:: Records shown ::

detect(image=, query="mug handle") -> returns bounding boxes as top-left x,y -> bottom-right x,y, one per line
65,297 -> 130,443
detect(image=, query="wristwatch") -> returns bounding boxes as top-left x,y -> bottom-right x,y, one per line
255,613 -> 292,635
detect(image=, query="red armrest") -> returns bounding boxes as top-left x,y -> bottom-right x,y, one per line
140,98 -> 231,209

:::
:: Records shown ::

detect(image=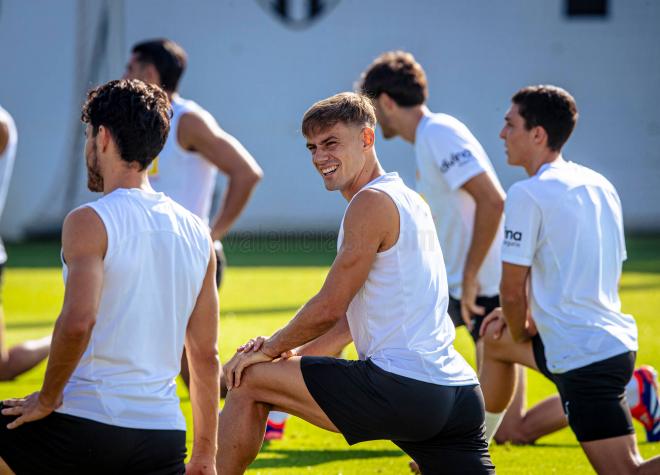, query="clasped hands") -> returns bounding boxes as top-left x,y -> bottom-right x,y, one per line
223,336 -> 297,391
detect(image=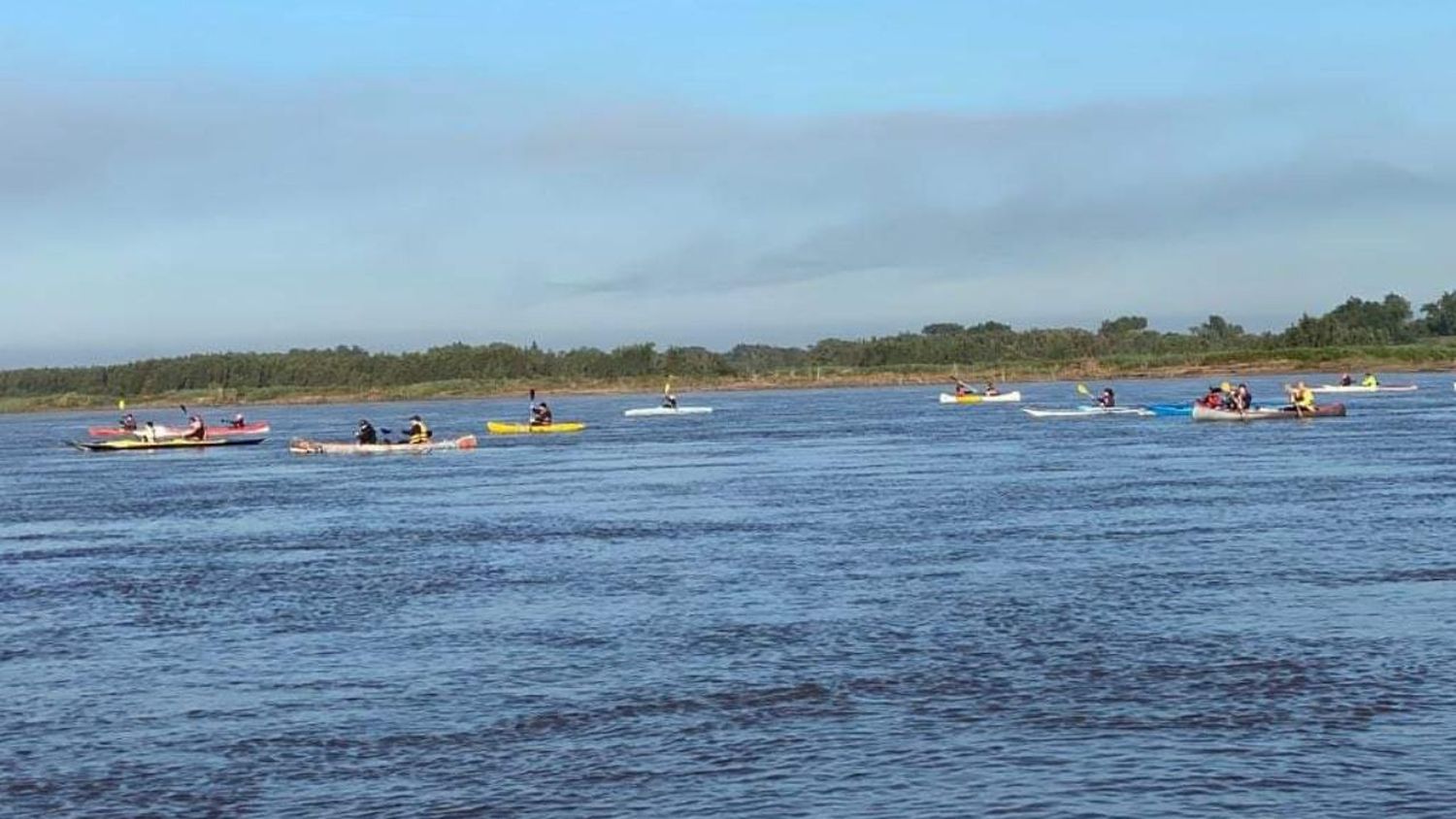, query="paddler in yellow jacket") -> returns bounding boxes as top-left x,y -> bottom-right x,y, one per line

:::
:: Records shown ::

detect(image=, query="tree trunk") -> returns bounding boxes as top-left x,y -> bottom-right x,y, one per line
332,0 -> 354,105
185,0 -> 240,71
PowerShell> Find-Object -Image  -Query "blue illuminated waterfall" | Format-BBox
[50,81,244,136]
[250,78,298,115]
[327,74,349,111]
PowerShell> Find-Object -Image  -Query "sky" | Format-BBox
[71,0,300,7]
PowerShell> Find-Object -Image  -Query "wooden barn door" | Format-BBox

:::

» **Work to complete**
Locate each line of the listing above that contains the string "Format" and copy those lines.

» **Written answer**
PowerShell> Find-Object -Image  -Query "blue illuminated waterfall" | Format-BBox
PowerShell> Find-Object -Image  -Query "sky" | Format-BBox
PowerShell> Find-Object -Image  -Query "wooden barn door" | Format-BBox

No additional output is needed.